OBJECTIVE - Add 19 to each x and y coordinate in the answers, then write out every line again, not only the answers, starting at the line that contains "Can you find the fountain" and stopping after the line that contains "pixel 665 416".
-- start --
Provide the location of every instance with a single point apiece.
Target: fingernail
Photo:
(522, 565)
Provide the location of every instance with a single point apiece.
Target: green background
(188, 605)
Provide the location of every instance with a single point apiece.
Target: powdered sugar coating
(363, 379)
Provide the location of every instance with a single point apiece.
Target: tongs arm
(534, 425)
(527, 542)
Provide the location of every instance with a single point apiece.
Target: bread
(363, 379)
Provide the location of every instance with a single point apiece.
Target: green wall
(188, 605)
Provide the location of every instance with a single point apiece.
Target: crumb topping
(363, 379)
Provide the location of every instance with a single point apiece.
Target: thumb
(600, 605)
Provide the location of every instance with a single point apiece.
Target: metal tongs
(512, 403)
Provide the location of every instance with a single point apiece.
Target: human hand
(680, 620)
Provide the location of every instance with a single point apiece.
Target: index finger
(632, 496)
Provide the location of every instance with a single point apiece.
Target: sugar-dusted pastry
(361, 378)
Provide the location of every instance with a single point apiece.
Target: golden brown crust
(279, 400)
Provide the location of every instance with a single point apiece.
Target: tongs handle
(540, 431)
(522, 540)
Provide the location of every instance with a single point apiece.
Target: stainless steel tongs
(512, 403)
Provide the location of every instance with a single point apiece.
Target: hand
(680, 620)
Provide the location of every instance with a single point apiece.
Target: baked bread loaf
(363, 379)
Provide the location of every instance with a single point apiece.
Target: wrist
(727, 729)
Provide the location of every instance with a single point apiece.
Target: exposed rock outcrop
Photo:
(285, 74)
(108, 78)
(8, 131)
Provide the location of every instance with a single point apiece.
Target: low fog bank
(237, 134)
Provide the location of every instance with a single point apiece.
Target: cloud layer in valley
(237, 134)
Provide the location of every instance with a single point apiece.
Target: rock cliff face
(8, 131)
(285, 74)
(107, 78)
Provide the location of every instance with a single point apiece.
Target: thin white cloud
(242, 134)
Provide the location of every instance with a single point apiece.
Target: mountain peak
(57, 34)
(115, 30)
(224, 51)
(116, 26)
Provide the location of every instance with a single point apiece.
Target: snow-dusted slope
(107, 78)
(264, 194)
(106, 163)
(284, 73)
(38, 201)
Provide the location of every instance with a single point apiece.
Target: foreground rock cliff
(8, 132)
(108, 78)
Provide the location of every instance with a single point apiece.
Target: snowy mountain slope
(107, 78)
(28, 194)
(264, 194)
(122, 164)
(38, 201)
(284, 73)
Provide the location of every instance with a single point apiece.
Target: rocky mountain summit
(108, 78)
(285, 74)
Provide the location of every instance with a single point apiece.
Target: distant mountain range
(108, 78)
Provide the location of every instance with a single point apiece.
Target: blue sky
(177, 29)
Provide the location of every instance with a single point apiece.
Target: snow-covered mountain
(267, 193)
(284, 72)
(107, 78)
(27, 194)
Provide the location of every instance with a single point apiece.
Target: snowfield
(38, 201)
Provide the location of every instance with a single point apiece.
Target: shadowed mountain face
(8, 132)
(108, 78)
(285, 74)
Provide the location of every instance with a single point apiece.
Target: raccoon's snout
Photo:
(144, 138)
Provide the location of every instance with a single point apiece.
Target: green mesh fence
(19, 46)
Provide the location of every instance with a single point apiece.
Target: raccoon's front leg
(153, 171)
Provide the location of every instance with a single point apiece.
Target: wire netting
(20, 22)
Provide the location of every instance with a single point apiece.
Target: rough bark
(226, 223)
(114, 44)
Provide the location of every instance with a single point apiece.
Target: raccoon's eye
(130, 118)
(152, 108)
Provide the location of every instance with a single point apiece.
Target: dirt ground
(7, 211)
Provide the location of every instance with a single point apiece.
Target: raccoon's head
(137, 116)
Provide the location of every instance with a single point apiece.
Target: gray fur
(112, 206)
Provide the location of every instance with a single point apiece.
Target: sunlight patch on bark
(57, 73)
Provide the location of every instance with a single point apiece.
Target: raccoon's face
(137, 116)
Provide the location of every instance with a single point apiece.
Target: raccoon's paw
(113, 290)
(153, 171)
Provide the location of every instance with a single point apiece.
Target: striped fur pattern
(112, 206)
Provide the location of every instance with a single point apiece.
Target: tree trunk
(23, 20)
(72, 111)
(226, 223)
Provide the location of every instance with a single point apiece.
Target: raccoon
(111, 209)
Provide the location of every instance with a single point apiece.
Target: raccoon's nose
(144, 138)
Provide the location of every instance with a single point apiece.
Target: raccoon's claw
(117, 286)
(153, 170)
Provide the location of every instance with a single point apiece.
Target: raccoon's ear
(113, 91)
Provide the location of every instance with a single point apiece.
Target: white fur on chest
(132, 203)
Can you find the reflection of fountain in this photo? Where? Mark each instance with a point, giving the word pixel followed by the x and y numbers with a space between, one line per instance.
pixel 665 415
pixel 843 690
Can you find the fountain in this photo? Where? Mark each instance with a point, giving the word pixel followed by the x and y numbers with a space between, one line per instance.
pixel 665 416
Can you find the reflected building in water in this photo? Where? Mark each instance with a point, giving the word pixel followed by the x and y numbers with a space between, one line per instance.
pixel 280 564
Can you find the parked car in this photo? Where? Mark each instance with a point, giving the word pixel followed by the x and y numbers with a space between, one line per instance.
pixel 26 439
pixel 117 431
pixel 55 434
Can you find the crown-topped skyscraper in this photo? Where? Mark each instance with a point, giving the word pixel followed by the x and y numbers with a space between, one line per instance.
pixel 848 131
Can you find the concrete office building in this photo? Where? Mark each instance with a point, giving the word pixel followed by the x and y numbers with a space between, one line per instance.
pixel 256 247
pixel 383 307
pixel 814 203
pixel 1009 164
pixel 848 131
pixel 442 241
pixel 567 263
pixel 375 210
-- end --
OUTPUT OF THE TASK -
Can you find the fountain in this photo? Where? Mark each instance with a point, giving the word pixel followed by the x and y numbers with a space between, one line per instance.
pixel 684 435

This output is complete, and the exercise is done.